Document excerpt

===============

# [Opinion] Blur-Based Roms have a better screen resolution



## UnfedBear67 (Jul 31, 2011)

I don't know if this is some sort of fact or true. It seems that when I use a blur based rom (Liberty) my screen looks alot cleaner and crisper. Not that AOSP Roms are bad they just don't seem to look as good. Has anyone else noticed this or am I just seeing things?


----------



## x.v_ (Aug 23, 2011)

I notice absolutely no difference.


----------



## DXC (Aug 16, 2011)

the hardware modules and libraries are the same, i think its in your head


----------



## kinnerful (Sep 6, 2011)

I do notice some banding in CM7 while none was present in stock. But I guess that has to do with color depth instead of resolution.


----------



## UnfedBear67 (Jul 31, 2011)

Ya I might just be imaging it, but for some reason it looks a little better


----------



## chefthomas99 (Aug 4, 2011)

Which one does porn look better on?


----------



## firedawg24 (Oct 5, 2011)

chefthomas99 said:


> Which one does porn look better on?

===============

Material provided
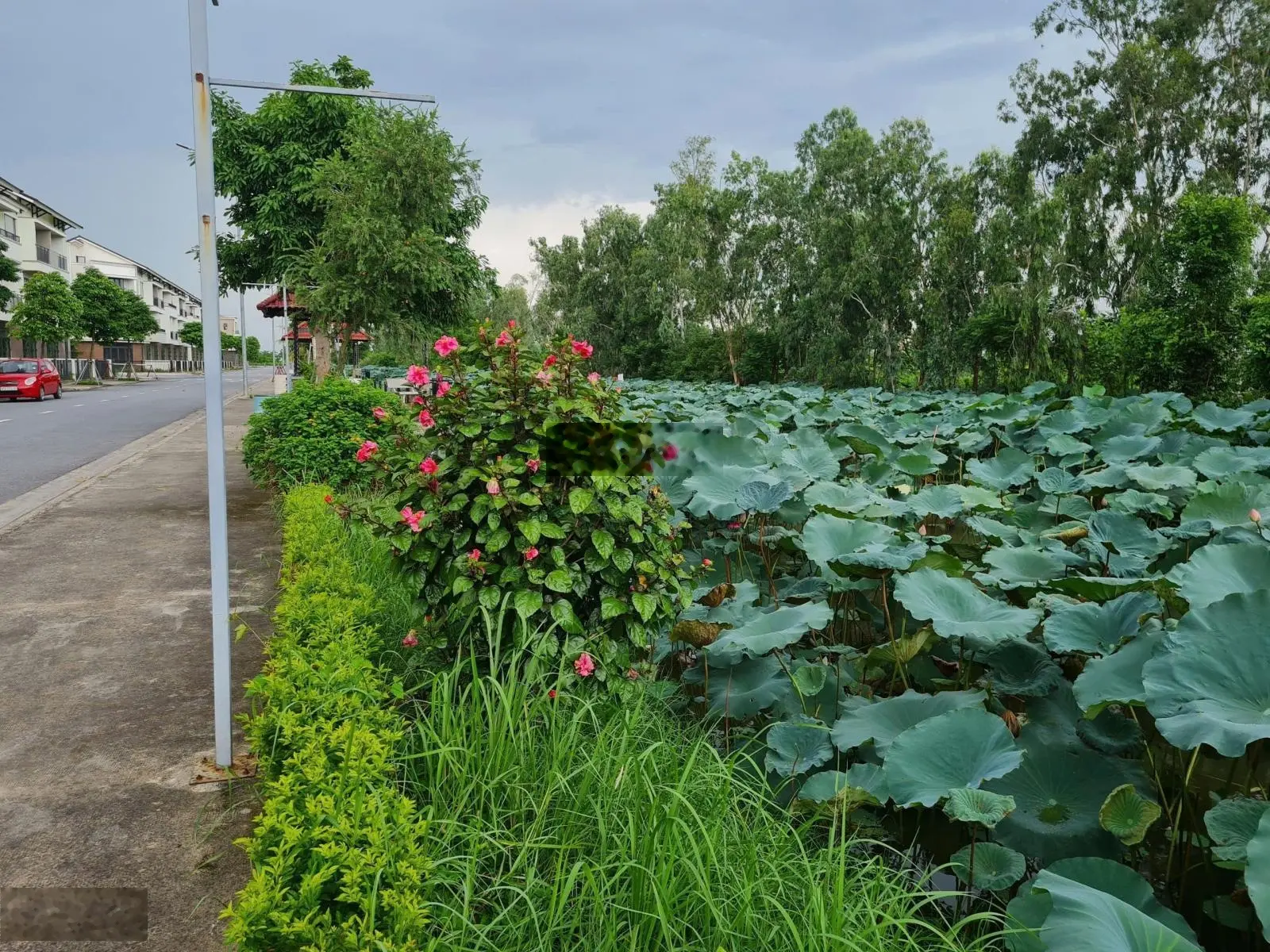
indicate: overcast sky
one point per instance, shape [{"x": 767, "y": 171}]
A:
[{"x": 567, "y": 103}]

===============

What you will do
1. Repeat the thread on Blur-based ROMs word for word, beginning at the words "## kinnerful (Sep" and stopping after "instead of resolution.".
2. Carry on the thread on Blur-based ROMs from the point where it stops.
The material is separate from the thread on Blur-based ROMs.

The responses
1.
## kinnerful (Sep 6, 2011)

I do notice some banding in CM7 while none was present in stock. But I guess that has to do with color depth instead of resolution.

2.
Lol, I don't know but hi-def porn is not always a good thing.

Sent from my DROIDX using Tapatalk


----------



## chefthomas99 (Aug 4, 2011)

"firedawg24 said:


> Lol, I don't know but hi-def porn is not always a good thing.
> 
> Sent from my DROIDX using Tapatalk


True that...


----------



## Nemo aeternamn (Aug 23, 2011)

hmm... i haven't noticed that... it always look awesome... i'd have to agree with dxc...lol


----------



## UnfedBear67 (Jul 31, 2011)

I guess I'm just seeing things.


----------



## Omega Blaze (Sep 3, 2011)

This thread is a fail. Its all on your head.= ]
But let's look at the bright side. If you DO want better resolution, you can change your dpi. Download "Lcd Resolutions" from the market.

Sent from my DROIDX using RootzWiki Forums


----------



## x.v_ (Aug 23, 2011)

Omega Blaze said:


> This thread is a fail. Its all on your head.= ]
> But let's look at the bright side. If you DO want better resolution, you can change your dpi. Download "Lcd Resolutions" from the market.
> 
> Sent from my DROIDX using RootzWiki Forums


...except that doesn't change the resolution, just the scale of things.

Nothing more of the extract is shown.